***** Supplied entries *****

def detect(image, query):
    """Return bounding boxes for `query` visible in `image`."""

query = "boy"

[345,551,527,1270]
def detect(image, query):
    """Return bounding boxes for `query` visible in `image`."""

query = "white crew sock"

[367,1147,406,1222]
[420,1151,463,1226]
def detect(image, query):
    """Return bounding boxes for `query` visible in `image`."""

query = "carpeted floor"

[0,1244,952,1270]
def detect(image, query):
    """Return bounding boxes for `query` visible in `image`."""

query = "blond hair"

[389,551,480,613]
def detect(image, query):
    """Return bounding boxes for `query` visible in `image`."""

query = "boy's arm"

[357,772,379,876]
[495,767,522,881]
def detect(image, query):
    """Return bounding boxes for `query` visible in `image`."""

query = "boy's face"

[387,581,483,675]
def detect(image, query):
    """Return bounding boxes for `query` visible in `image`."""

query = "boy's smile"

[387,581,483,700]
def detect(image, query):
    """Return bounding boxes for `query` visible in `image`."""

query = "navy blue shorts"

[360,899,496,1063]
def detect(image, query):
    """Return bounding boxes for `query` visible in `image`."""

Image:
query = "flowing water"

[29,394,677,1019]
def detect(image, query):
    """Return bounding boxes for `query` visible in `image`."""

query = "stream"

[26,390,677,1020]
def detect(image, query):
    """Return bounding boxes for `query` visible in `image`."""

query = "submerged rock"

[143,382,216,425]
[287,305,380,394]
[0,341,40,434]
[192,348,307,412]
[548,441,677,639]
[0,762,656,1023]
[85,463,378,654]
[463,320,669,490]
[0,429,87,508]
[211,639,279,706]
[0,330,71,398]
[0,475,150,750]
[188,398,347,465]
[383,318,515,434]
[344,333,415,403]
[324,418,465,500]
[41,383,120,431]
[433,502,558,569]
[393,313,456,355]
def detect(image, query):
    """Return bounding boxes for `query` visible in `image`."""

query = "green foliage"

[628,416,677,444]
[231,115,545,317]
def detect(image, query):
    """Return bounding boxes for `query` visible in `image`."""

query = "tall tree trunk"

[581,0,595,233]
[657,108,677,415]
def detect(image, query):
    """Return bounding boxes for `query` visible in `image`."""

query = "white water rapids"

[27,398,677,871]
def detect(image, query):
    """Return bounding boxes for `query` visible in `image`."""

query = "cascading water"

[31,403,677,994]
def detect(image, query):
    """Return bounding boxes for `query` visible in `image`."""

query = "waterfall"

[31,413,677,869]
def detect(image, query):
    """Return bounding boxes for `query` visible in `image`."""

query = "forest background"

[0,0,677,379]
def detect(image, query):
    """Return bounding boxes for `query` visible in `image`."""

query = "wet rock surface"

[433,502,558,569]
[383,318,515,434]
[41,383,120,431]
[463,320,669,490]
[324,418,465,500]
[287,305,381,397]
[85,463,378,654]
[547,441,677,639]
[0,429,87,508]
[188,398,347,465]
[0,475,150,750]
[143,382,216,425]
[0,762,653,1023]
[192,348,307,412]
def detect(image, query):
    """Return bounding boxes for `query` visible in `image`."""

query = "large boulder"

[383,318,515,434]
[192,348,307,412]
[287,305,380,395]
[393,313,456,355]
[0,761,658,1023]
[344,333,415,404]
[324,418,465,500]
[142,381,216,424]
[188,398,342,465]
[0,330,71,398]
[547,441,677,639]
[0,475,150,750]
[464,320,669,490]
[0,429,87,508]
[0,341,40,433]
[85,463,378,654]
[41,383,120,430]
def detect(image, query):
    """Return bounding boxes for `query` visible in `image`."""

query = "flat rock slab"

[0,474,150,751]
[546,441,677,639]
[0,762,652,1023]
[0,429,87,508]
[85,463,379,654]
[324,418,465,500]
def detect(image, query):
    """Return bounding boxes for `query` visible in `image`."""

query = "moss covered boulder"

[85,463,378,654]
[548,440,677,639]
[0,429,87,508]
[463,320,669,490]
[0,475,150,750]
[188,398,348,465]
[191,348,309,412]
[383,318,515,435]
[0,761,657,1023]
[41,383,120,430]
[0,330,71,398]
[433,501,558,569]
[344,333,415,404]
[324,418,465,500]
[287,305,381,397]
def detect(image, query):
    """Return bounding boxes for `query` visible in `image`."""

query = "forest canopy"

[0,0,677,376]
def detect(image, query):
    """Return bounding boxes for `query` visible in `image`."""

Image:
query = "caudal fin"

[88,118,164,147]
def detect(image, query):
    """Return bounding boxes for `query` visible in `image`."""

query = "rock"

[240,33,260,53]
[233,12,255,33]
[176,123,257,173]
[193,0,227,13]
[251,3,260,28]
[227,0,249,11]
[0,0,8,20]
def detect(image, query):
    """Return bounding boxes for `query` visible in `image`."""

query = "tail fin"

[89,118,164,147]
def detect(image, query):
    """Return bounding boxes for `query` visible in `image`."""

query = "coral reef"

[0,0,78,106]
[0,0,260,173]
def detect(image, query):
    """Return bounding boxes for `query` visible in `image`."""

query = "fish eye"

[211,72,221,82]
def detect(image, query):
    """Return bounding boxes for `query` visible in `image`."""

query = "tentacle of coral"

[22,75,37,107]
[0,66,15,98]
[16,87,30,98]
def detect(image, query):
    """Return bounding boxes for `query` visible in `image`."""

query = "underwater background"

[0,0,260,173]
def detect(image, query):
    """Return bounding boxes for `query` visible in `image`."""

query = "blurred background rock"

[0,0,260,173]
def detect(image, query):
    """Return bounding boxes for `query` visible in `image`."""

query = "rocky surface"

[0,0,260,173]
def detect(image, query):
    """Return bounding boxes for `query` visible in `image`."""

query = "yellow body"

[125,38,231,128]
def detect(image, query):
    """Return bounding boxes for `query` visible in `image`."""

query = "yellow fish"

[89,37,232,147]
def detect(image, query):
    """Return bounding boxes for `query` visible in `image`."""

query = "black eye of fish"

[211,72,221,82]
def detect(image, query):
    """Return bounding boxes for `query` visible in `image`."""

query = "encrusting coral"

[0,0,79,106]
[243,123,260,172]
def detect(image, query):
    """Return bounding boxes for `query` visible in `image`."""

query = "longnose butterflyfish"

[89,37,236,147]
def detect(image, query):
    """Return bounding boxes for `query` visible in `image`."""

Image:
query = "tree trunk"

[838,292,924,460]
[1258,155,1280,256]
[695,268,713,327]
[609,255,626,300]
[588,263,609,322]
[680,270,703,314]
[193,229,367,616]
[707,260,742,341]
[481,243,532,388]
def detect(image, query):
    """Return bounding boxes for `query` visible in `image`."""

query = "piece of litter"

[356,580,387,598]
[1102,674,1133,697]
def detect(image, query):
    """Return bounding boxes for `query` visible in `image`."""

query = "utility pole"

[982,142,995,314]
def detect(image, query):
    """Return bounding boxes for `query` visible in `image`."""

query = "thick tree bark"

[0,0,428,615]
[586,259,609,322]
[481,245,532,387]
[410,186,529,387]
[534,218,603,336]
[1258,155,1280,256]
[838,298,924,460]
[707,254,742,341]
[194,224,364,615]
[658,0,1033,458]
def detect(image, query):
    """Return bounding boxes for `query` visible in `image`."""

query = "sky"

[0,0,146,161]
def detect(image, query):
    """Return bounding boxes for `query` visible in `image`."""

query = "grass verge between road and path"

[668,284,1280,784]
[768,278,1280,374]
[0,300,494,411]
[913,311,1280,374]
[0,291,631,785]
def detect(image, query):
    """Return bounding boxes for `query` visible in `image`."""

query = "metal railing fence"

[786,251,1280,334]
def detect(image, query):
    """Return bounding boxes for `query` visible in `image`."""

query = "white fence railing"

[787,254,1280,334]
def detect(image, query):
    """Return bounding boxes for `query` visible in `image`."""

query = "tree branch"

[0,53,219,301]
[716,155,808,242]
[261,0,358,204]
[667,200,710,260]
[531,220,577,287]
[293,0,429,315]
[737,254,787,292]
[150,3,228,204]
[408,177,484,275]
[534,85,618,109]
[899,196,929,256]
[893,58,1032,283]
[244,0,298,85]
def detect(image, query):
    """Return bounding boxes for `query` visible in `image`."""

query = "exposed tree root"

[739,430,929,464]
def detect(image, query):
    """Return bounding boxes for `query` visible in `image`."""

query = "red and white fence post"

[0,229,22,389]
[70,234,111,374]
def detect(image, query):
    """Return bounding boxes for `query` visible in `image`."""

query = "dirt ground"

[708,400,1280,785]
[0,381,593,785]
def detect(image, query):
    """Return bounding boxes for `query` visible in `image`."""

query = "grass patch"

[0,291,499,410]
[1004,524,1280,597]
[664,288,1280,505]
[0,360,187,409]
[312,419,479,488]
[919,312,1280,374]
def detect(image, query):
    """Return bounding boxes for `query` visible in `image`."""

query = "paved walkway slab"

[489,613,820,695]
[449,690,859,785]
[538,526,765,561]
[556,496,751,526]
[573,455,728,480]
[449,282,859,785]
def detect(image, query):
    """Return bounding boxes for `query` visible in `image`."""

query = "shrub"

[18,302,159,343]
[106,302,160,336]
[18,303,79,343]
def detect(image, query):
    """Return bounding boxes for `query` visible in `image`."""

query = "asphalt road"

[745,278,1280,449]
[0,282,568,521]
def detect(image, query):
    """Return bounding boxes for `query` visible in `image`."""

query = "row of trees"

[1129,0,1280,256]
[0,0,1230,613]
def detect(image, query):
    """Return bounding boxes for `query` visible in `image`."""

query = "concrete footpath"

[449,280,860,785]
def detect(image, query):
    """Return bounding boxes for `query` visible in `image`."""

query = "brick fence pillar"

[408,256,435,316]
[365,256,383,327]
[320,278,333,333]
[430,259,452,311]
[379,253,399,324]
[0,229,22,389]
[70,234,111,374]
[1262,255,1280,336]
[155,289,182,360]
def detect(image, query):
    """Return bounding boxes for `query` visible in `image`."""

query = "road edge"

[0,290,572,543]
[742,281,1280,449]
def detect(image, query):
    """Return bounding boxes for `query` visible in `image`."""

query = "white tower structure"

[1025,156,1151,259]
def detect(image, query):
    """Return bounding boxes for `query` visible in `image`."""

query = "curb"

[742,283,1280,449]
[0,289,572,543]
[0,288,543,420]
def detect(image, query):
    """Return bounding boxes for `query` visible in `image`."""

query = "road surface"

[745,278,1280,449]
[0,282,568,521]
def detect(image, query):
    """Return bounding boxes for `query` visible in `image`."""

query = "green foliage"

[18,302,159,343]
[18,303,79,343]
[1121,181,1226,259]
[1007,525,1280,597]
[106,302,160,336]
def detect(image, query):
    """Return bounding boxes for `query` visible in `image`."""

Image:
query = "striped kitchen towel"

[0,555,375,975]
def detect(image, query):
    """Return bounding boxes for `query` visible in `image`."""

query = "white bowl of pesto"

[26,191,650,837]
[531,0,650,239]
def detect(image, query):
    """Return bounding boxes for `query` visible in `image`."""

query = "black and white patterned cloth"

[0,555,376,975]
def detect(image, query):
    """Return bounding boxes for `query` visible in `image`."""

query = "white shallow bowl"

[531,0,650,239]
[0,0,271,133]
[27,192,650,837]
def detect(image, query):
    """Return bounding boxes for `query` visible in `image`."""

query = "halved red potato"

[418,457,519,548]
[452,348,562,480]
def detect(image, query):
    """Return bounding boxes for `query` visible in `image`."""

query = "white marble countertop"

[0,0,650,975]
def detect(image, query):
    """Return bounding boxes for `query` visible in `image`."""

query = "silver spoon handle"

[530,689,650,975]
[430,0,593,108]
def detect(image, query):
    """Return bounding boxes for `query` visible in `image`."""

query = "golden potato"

*****

Starting at the beginning of the records and ending at the line that contains "[360,899,496,1063]", rewrite those lines, swapping "boy's" for "child's" and changing nothing else.

def detect(image, query):
    """Return bounding boxes for `query` visible in `image`."""

query = "boy"

[345,551,527,1270]
def detect(image, query):
    """Return bounding boxes for `query` visible in `image`."""

query = "white crew sock"

[367,1147,406,1222]
[420,1151,463,1226]
def detect(image, query):
    """Return bounding boxes for `query` visible in `image`."""

query = "carpeted floor"

[0,1244,952,1270]
def detect(image, query):
    """Return bounding boxes for `query` visible in `image`."""

query = "blond hair"

[389,551,480,613]
def detect(image, query):
    """Return bounding boxes for `query` visible in `image`."""

query = "child's arm"

[357,772,379,876]
[495,767,522,881]
def detect(image, query):
    """Return bounding boxes for `query` visible in `image`."""

query = "child's face"

[387,581,483,675]
def detect(image, query):
    """Return bounding boxes for `query` visible in `image`."""

query = "child's smile"

[387,581,483,700]
def detect(image, query):
    """Return bounding boxes for `query` visible in `image`."""

query = "navy blue shorts"

[360,899,496,1063]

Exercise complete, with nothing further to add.